──────── Text passage ────────

There’s more than 3 million Covid-19 cases

Smoke billows from a steel plant in Inner Mongolia, China on November 4, 2016.
Smoke billows from a steel plant in Inner Mongolia, China on November 4, 2016. Kevin Frayer/Getty Images

Future pandemics are likely to be more frequent, deadly, and will spread more rapidly, unless we stop the widespread destruction of our environment, a group of four leading scientists say.

“There is a single species that is responsible for the COVID-19 pandemic — us,” the group said in a guest article published on the Intergovernmental Science-Policy Platform on Biodiversity and Ecosystem Services (IPBES)’s website.

“We have a small window of opportunity, in overcoming the challenges of the current crisis, to avoid sowing the seeds of future ones.”

Professors Josef Settele, Sandra Diaz and Eduardo Brondizio and Dr. Peter Daszak drew on research from their IPBES Global Assessment Report last year — considered the most comprehensive assessment of global nature loss ever — which concluded 1 million species of plants and animals are at risk of extinction in coming decades.

A perfect storm for disease: “Rampant deforestation, uncontrolled expansion of agriculture, intensive farming, mining and infrastructure development, as well as the exploitation of wild species have created a ‘perfect storm’ for the spillover of diseases from wildlife to people,” the scientists said,

“This often occurs in areas where communities live that are most vulnerable to infectious diseases.”

────────

What you need to do:
- 1) List the names of the scientists in the article on pandemics and environmental destruction, with the title the article gives each one.
- 2) Answer these questions from the article on pandemics and environmental destruction:
(a) On whose website was the scientists' guest article published?
(b) How many species of plants and animals did the assessment report find to be at risk of extinction?
(c) Where and on what date was the steel plant in the photo?
- 3) Repeat the part of the article on pandemics and environmental destruction that opens with the words containing "Professors Josef Settele, Sandra" and closes with "in coming decades.".

──────── Supplied data ────────

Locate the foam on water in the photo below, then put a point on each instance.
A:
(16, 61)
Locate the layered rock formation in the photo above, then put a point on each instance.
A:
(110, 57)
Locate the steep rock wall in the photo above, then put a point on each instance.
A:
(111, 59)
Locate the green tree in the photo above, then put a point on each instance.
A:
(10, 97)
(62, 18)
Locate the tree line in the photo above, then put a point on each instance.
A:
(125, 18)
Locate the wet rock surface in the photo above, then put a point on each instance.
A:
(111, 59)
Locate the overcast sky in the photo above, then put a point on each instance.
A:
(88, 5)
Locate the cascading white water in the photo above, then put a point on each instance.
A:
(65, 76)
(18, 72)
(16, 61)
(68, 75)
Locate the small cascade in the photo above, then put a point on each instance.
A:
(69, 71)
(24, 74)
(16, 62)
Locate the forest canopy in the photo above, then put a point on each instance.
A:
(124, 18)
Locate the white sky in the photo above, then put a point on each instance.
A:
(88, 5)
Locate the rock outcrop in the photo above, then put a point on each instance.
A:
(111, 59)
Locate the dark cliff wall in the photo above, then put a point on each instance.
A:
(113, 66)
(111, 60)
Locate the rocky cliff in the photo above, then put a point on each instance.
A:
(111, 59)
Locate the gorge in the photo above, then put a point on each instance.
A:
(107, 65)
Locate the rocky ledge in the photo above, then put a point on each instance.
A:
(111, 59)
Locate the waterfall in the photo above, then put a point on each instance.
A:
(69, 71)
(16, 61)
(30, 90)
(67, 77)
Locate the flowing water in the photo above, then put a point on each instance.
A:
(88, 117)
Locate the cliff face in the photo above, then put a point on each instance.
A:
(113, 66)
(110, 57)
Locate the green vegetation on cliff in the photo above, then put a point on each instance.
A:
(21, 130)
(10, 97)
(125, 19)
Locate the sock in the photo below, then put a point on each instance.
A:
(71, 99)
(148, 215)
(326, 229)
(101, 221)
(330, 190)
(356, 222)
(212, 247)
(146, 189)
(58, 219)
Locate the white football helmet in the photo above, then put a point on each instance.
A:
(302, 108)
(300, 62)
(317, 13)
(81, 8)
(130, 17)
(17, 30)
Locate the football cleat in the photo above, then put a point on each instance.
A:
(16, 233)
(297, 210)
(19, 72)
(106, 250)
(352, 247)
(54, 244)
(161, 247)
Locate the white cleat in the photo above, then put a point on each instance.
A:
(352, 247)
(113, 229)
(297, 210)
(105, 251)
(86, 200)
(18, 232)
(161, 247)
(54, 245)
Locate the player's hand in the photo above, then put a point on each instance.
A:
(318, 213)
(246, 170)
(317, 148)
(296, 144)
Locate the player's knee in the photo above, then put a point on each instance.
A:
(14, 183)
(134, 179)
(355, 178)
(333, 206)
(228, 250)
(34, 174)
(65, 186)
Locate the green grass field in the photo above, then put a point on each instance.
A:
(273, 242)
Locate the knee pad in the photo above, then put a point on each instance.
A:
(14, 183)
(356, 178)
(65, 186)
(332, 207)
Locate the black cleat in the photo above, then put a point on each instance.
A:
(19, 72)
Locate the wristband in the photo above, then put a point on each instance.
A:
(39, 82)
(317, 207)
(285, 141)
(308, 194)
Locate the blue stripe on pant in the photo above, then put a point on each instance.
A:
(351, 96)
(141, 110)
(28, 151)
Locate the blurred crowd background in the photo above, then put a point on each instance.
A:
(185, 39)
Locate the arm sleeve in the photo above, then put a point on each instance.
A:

────────

Answers to the tasks:
- 1)
Professor Josef Settele
Professor Sandra Diaz
Professor Eduardo Brondizio
Dr. Peter Daszak

- 2)
(a) The Intergovernmental Science-Policy Platform on Biodiversity and Ecosystem Services (IPBES)
(b) 1 million
(c) Inner Mongolia, China, on November 4, 2016

- 3)
Professors Josef Settele, Sandra Diaz and Eduardo Brondizio and Dr. Peter Daszak drew on research from their IPBES Global Assessment Report last year — considered the most comprehensive assessment of global nature loss ever — which concluded 1 million species of plants and animals are at risk of extinction in coming decades.